To do: Except for the pictures, output the records in full and exactly.

Exercise data:
***
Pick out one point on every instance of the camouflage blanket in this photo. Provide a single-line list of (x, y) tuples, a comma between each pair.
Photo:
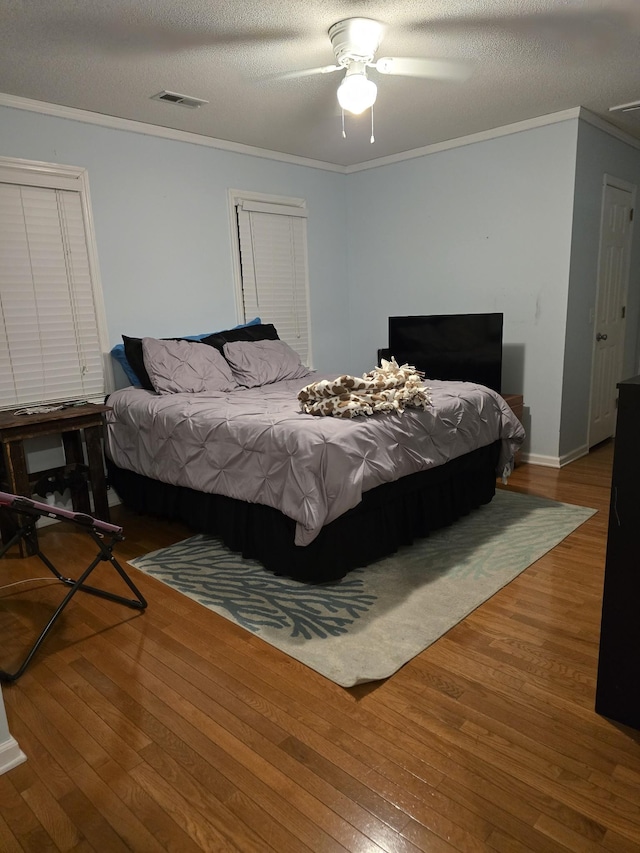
[(388, 388)]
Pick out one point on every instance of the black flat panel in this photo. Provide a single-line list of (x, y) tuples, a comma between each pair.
[(618, 685)]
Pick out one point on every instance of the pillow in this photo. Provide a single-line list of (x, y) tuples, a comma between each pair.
[(262, 362), (257, 332), (129, 355), (176, 367)]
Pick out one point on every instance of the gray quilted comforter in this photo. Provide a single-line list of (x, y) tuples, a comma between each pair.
[(256, 445)]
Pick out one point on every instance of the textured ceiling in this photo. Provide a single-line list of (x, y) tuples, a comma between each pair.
[(526, 58)]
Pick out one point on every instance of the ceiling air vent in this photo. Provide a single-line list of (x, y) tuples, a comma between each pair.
[(181, 100)]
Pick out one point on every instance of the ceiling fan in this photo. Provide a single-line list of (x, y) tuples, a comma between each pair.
[(355, 42)]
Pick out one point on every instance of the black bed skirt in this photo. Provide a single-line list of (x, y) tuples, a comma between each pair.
[(388, 517)]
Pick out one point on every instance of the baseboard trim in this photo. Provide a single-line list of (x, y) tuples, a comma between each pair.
[(539, 459), (577, 453), (555, 461), (10, 754)]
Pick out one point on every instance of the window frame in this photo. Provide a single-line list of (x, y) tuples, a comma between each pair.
[(33, 173), (237, 197)]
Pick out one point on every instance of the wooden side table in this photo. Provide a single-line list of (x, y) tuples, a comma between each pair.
[(70, 424), (515, 403)]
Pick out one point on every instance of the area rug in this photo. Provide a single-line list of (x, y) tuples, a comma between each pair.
[(366, 626)]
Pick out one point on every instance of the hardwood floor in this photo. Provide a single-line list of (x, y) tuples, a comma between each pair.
[(176, 730)]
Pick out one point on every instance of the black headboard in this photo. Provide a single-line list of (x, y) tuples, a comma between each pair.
[(465, 347)]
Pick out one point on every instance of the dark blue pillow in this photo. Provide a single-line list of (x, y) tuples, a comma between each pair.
[(129, 355)]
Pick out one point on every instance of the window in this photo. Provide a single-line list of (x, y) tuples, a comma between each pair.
[(52, 328), (272, 271)]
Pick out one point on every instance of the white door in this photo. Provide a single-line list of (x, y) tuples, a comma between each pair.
[(609, 321)]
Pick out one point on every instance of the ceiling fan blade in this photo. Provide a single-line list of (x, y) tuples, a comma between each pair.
[(438, 69), (304, 72)]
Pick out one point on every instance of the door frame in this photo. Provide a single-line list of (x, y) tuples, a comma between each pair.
[(621, 184)]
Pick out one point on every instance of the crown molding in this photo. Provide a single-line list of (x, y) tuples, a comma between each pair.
[(483, 136), (133, 126), (612, 130)]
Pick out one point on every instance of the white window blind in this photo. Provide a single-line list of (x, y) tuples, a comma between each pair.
[(273, 259), (50, 348)]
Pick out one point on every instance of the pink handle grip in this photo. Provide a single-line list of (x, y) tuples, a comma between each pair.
[(18, 502)]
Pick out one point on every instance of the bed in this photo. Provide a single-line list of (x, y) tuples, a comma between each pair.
[(309, 497)]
***
Response:
Pick out one point on every instance of the camouflage blanket in this photo. Provide a single-line list of (x, y) tuples, a comma between each pair.
Photo:
[(388, 388)]
Pick out one point on every instance of the black flat panel in this photo. Provide a single-line list of (x, y) tuples, a comma between each pair.
[(618, 685)]
Pick out one point on every instance of the pillow in this photo. Provide a single-line list of (x, y) tuples, a comma between each pair.
[(262, 362), (257, 332), (129, 355), (176, 367)]
Pick out one point on every instance of the gray quilted comforter in this photo. Provide a single-line list of (x, y) tuples, a comma between each pair.
[(256, 445)]
Pick out one point on every instance of the textured ceiling in this photo. Provide a single-line list of (x, y) tuples, a comma between each pair.
[(526, 58)]
Pick out one point on every instance of the ceiling air vent in this photo. Provide a single-line list of (x, y) tuples, a comma between each pair.
[(181, 100)]
Pick out one point on every instance of the ceiling fan in this photo. Provide a single-line list of (x, y) tuples, a comma between each pair.
[(355, 42)]
Pick out one point on every instance of the black bed skirt in this photo. Provide a single-line list of (x, y) tuples, a comma between each pair.
[(388, 517)]
Pick out one point on every instance of the baseboard trim in this photo. Provide a single-line list of (x, y) tuples, a comma between each pair.
[(539, 459), (577, 453), (555, 461), (10, 754)]
Pick out one point on every instance of the window frame in this photo. Provide a single-line list of (x, y) tuples, a comma between each pair.
[(33, 173), (237, 197)]
Pick out one point on every instance of the wooden side table in this photo. Provide a single-line list of (x, y) tuples, a comma between each pair.
[(70, 424), (515, 403)]
Pick out one point on every instance of the area rug in this photo. Provide a single-line list of (x, y) tuples, a comma between each pair.
[(366, 626)]
Pick out one point on every instance of the hardwood floor in this photo. Provide a single-line list of (x, y) tuples, a comma between each pair.
[(176, 730)]
Pick out one point on every instance of the black headboard in this photo. Provide a single-line list of (x, y) tuples, a comma between each pair.
[(465, 347)]
Pick out one point on every instance of the dark blue pillow in this photo. Provide a single-line list of (x, y) tuples, a comma between each pair.
[(129, 355)]
Pick out one point on every instance of the window in this photo. Provide a single-line list of (x, y) tuples, a comma between each pair.
[(52, 328), (272, 271)]
Pick out one point on every instance of the white door in this photo. Provide a single-line list of (x, y) tuples, a comma between each pair.
[(609, 321)]
Pick out one point on every instance of the ceiling fan blade in this photo. Provide a single-line list of (x, y) tuples, a comma between each pair.
[(438, 69), (304, 72)]
Pick out one point on every instance of the door frame in this photo. Provide a single-line list of (x, y) tuples, a comma between each pair.
[(621, 184)]
Pick out one point on every instance of the crown molding in this photo. Provide a single-line list of (x, y) tuples, a comma between each pair.
[(483, 136), (133, 126), (612, 130)]
Pick out one point on every instance of the white window blind in this photo. Provide a single-line list of (x, y) tuples, a comma between each pair.
[(273, 259), (50, 348)]
Pick out one point on every instance of the pink handle grip in this photo. Provide a single-line list of (x, y) tuples, a comma between each pair.
[(18, 502)]
Pick out one point on every instance of the bed in this photo. Provide a single-line list of (x, y) tuples, a comma between each pair.
[(309, 497)]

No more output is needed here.